- [ARTICLE]
Among a busy schedule of skills workshops and seminars, where participants discussed everything from hunger and homelessness to reproductive rights to environmental protection, students learned from the experiences of the leading activists in their fields, including:
- Ruth Messinger, the president of American Jewish World Service, who has been leading the Jewish community's efforts to raise awareness on the genocide in Darfur, Sudan.
- Karen Austrian, who graduated from Columbia University just three years ago but is already making a huge difference in the lives of teenage girls in Kenya with the Binti Pamoja Center, a reproductive health and women's rights center in Nairobi that she co-founded.
- Manar Fawakhry, the Slifka coexistence scholar at Brandeis University, whose work with the Center for Humanistic Education is helping brige the gap between Jews and Arabs.
- David Eisner, the chief executive officer of the Corporation for National and Community Service, who came to administer the popular Senior Corps, AmeriCorps, and Learn and Serve America programs after a distinguished career on Capitol Hill and AOL Time Warner.
- Ross Born, the co-chief executive officer of Just Born, Inc., whose family-owned candy company takes community service so seriously that it grants every associate up to 24 paid hours a year to volunteer.
Students appreciated the opportunity to network with the guests, their congressional representatives, whom they met on a lobbying trip to Capitol Hill, and one another, and they left Washington eager to jump-start the social-action programs on their own campuses.

- [GIVEN MATERIAL]

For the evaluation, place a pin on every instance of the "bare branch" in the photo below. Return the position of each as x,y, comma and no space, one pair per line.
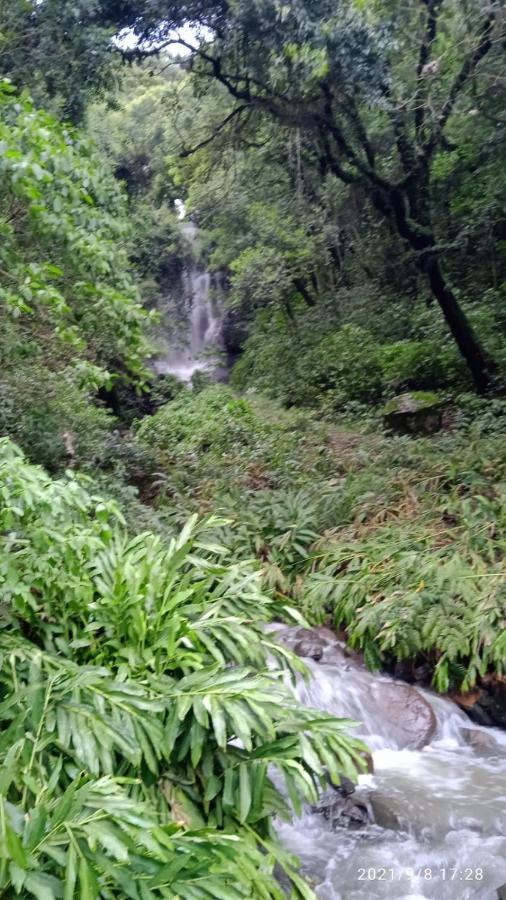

- [WHAT TO WORK ON]
A - In the article about the students' trip to Washington, rewrite the paragraph beginning "Students appreciated the opportunity" more briefly, keeping its main facts.
B - Write the next few sentences of the article about the students' trip to Washington, picking up after its final sentence.

- [ANSWERS PROVIDED]
A - Students valued networking with the guests, with each other, and with their congressional representatives, whom they met while lobbying on Capitol Hill. They left Washington eager to start social-action programs on their campuses.

B -
"I felt the conference was very informative, fun, interesting and quite powerful. I took some very important and necessary resources back to Davis with me," said Jaclyn Fromer, a student at the University of California, Davis.
"I am planning on meeting with our social-action club at Hillel in the coming week to discuss what I learned at Spitzer and how we can mobilize the students at Arizona to work for a certain cause," added Erin Searle from the University of Arizona.
Students interested in journalism took advantage of a special track designed for their needs, made possibly by the Darmstaedter Estate through the UJA-Federation of New York. Hillel partnered with the American Jewish Press Association to introduce the students to seasoned journalists, who offered advice on career planning and skill building, and bring them to the White House and Pentagon, where they met with public-affairs officers and the president's liaison to the Jewish community.